Work instructions: Write out every one of the following lines without changing a single character.

──────── The records ────────

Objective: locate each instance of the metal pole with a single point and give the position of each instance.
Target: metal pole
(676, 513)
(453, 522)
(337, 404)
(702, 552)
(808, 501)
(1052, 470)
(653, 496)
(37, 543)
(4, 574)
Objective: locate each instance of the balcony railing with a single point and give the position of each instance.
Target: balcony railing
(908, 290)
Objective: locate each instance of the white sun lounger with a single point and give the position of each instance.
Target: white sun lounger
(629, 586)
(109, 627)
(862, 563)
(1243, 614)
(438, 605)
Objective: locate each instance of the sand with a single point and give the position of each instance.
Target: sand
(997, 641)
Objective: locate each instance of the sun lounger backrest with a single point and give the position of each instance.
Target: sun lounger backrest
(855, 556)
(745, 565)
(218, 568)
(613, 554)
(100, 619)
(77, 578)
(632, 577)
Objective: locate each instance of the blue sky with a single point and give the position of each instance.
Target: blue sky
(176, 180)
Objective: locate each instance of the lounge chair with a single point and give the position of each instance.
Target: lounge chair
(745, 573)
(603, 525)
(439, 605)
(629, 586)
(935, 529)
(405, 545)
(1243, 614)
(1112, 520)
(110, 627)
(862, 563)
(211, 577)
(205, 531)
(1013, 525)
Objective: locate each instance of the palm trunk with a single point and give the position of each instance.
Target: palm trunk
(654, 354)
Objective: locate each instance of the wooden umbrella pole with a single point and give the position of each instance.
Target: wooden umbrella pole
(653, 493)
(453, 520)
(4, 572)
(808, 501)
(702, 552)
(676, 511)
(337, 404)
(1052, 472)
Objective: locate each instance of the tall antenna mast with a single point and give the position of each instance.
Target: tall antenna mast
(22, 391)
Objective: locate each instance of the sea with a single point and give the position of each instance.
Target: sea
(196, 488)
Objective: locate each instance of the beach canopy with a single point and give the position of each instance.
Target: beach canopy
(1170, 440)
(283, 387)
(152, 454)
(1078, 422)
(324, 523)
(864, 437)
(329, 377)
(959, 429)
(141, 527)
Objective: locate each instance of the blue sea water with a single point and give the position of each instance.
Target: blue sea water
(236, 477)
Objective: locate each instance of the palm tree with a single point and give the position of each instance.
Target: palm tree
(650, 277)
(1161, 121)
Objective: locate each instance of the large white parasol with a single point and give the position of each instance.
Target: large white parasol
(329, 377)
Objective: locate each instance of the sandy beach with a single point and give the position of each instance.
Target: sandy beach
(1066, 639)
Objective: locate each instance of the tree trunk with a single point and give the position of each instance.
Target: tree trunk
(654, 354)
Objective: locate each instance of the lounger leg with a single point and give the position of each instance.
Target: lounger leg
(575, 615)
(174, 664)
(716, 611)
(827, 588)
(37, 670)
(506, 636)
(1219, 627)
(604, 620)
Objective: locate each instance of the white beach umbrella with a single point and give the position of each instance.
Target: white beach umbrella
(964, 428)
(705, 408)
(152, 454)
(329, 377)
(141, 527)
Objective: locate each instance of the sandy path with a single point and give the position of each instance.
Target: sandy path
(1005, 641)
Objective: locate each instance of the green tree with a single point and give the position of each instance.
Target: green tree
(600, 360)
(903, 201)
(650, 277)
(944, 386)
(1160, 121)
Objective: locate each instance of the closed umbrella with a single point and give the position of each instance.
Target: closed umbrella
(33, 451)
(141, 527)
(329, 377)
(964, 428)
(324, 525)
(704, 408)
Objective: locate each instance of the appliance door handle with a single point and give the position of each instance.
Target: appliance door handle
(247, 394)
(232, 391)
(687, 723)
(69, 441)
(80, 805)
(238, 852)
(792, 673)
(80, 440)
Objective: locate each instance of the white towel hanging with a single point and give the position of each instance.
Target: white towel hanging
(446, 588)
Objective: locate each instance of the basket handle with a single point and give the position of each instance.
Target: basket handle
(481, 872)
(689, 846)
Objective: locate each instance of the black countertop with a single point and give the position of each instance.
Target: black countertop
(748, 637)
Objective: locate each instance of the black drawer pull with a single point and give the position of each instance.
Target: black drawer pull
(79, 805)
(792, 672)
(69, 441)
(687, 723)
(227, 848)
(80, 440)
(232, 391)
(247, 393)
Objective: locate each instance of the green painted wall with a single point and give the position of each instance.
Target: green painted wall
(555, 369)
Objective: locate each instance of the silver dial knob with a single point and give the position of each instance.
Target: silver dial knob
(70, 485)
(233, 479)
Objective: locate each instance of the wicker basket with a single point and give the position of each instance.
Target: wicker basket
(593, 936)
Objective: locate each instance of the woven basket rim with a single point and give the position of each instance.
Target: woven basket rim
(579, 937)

────────

Expected answer:
Objective: locate each instance of the metal pole with a single point and give the position of each instance.
Target: metal pole
(676, 513)
(453, 522)
(337, 404)
(702, 552)
(808, 501)
(1052, 470)
(653, 496)
(37, 543)
(4, 574)
Objective: locate each instance of the balcony railing with a single point and give the position of each instance.
Target: balcony railing
(908, 290)
Objective: locate each instance of the white sun lounger with a single point and give the position of each instance.
Target: white sun lounger
(629, 586)
(109, 627)
(862, 563)
(1243, 614)
(438, 605)
Objective: locate each instance of the sand with a single point and give the position of each instance.
Target: sand
(997, 641)
Objective: locate each instance of the sun lounger backrest with a single point and give the position of each instance.
Target: sun lounger backrest
(855, 556)
(745, 565)
(218, 568)
(613, 554)
(100, 619)
(77, 578)
(632, 577)
Objective: locate each instance of the blue sky with a single point and give the position of each instance.
Target: blue sky
(176, 180)
Objective: locate each instance of the lounge chair with a single point and give the position of each instance.
Target: lounge chair
(745, 573)
(603, 525)
(439, 605)
(629, 586)
(935, 529)
(405, 545)
(1243, 614)
(1112, 520)
(110, 627)
(862, 563)
(211, 577)
(205, 531)
(1013, 525)
Objective: locate each instance of the palm trunk with a single point and give the position of each instance.
Target: palm trunk
(654, 354)
Objective: locate each instance of the wooden umbrella pole with a single point and give the position of each instance.
Target: wooden umbrella pole
(653, 493)
(453, 520)
(4, 572)
(808, 501)
(702, 552)
(676, 511)
(337, 404)
(1052, 472)
Objective: locate each instance of the tall antenna mast with a single point and give the position of each instance.
Target: tall antenna mast
(22, 391)
Objective: locate each instance of the sea with a single point and give the position of each instance.
Target: sea
(196, 488)
Objective: locate each instance of the beach canopy with a single point and give the position of each instance.
Target: beach canopy
(1170, 440)
(283, 387)
(152, 454)
(1078, 422)
(324, 523)
(864, 437)
(329, 377)
(959, 429)
(141, 527)
Objective: locate each instance of the blue sea water with a single point and give the position of each instance.
Target: blue sea water
(236, 477)
Objective: locate each instance of the palm tree with a single point and give the position of each instance.
Target: palm tree
(650, 277)
(1161, 121)
Objective: locate each instance of the large white parasol with a single point and give the position of each instance.
Target: large white parasol
(329, 377)
Objective: locate each instance of the sandy beach with a single point and give the position of each instance.
Target: sandy beach
(1066, 639)
Objective: locate each instance of the tree trunk with a single point and give the position of each instance.
Target: tree trunk
(654, 354)
Objective: locate each instance of the lounger leg with a single point and give the position of each instance.
Target: lounger leg
(575, 615)
(174, 664)
(716, 611)
(827, 588)
(37, 670)
(506, 636)
(1219, 627)
(604, 620)
Objective: locate each instance of the white beach umbrella with a single point and give the position of each instance.
Target: white beach umbrella
(964, 428)
(705, 408)
(152, 454)
(329, 377)
(141, 527)
Objective: locate each instance of the sandy path with a single point and give the position of each instance.
Target: sandy path
(1005, 641)
Objective: locate each instance of the green tree with a single point and give the position of each instance.
Target: green tree
(600, 360)
(903, 201)
(650, 277)
(944, 386)
(1160, 121)
Objective: locate each instance of the closed umbrella with a single point and give the position of each instance.
Target: closed umbrella
(33, 451)
(141, 527)
(329, 377)
(964, 428)
(324, 525)
(704, 408)
Objective: locate each instance of the appliance door handle with a single point and give the position of each instance.
Target: appliance door handle
(247, 394)
(232, 391)
(687, 723)
(69, 441)
(80, 805)
(238, 852)
(792, 673)
(80, 440)
Objective: locate each instance of the white towel hanging with a single point and give the position of each instance.
Target: white towel hanging
(446, 588)
Objective: locate each instance of the basket handle with a single point and give the position of each instance.
Target: basket handle
(481, 872)
(689, 846)
Objective: locate each instance of the black countertop with a single point and give the position of each instance.
Target: black countertop
(748, 637)
Objective: locate each instance of the black drawer pull with a single point and give the position of each instance.
Target: black drawer pull
(79, 805)
(792, 672)
(69, 441)
(687, 723)
(227, 848)
(80, 440)
(232, 391)
(247, 393)
Objective: locate each instance of the green painted wall with a single point and give the position of each instance.
Target: green painted wall
(555, 369)
Objective: locate each instance of the silver dial knob with a single point and give the position of each instance.
Target: silver dial knob
(70, 485)
(233, 479)
Objective: locate each instance of the wicker basket with a single point and give the position of each instance.
Target: wicker basket
(593, 936)
Objective: locate each instance of the woven basket rim with a single point and give the position of each instance.
Target: woven basket rim
(579, 937)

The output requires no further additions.